**What you have to do**: Count the lines in the entries below that contain the string "house", and reply with that number alone.

**Dataset extract**:
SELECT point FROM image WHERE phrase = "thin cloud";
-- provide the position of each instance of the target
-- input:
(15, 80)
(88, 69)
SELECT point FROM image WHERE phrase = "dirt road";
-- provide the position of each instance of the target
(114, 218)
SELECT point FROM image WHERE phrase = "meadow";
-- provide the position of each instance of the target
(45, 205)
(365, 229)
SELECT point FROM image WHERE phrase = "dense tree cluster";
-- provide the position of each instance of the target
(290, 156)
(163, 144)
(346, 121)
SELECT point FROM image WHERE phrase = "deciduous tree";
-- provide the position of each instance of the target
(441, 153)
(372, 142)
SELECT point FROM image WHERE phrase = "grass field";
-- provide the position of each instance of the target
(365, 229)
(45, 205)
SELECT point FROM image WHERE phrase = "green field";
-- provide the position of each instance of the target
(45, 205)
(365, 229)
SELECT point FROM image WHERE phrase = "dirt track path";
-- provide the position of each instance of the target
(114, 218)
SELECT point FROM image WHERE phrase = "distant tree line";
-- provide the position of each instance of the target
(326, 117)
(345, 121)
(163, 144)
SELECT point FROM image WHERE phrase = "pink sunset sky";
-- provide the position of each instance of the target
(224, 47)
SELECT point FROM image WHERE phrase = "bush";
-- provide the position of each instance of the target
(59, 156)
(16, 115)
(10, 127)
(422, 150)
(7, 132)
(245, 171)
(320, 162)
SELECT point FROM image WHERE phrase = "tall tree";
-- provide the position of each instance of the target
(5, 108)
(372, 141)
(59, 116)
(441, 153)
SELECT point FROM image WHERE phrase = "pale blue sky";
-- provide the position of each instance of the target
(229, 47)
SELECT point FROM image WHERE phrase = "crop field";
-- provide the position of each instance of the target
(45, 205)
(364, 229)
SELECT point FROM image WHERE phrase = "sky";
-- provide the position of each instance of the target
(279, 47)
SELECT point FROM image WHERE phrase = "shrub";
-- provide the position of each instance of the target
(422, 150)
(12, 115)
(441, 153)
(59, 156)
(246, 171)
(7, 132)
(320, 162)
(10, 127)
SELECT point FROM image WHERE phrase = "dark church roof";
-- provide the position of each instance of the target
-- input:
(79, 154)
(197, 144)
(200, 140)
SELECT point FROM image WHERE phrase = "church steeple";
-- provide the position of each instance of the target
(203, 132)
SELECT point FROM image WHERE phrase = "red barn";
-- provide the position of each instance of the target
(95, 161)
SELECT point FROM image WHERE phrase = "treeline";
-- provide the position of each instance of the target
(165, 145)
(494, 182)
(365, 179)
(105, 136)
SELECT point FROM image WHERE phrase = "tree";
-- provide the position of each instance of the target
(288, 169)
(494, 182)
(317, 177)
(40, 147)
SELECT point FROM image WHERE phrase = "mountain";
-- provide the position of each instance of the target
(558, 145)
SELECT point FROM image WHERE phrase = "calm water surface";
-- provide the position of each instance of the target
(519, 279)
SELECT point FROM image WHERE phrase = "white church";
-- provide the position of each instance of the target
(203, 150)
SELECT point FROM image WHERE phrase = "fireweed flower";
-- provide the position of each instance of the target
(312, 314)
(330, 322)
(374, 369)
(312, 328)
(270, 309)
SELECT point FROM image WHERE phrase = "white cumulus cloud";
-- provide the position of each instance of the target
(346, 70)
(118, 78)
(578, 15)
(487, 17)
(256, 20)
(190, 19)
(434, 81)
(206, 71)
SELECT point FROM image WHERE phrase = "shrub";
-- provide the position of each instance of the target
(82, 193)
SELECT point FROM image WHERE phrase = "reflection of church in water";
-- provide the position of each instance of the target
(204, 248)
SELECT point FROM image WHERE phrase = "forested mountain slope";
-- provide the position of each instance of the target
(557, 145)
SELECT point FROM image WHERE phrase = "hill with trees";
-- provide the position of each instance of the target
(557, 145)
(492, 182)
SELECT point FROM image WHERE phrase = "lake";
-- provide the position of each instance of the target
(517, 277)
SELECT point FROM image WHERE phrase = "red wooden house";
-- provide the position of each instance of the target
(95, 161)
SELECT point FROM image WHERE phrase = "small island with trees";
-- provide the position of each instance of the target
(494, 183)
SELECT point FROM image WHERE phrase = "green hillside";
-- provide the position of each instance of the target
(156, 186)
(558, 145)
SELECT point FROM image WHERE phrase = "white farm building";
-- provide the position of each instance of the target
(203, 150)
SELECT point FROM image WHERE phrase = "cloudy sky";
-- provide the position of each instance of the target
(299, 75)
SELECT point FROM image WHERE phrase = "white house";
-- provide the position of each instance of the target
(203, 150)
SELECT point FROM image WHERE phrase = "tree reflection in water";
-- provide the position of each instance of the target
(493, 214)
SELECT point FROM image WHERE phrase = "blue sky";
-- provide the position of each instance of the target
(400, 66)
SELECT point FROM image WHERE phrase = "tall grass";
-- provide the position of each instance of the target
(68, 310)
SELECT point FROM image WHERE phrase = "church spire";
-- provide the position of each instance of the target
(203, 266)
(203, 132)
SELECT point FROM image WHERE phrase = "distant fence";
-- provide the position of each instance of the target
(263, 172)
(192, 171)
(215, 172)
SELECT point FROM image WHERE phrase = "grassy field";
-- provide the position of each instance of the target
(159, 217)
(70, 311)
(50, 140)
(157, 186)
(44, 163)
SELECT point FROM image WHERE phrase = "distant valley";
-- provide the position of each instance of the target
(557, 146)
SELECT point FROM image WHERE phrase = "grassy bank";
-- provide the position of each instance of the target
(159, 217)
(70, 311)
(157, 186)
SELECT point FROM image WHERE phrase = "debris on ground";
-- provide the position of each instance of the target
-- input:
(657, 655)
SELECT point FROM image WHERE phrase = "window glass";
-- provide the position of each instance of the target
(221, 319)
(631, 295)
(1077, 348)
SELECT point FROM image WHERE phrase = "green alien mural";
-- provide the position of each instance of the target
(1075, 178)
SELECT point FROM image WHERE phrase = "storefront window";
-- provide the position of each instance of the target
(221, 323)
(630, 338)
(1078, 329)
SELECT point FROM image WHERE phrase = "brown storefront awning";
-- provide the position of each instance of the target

**Solution to the exercise**: 2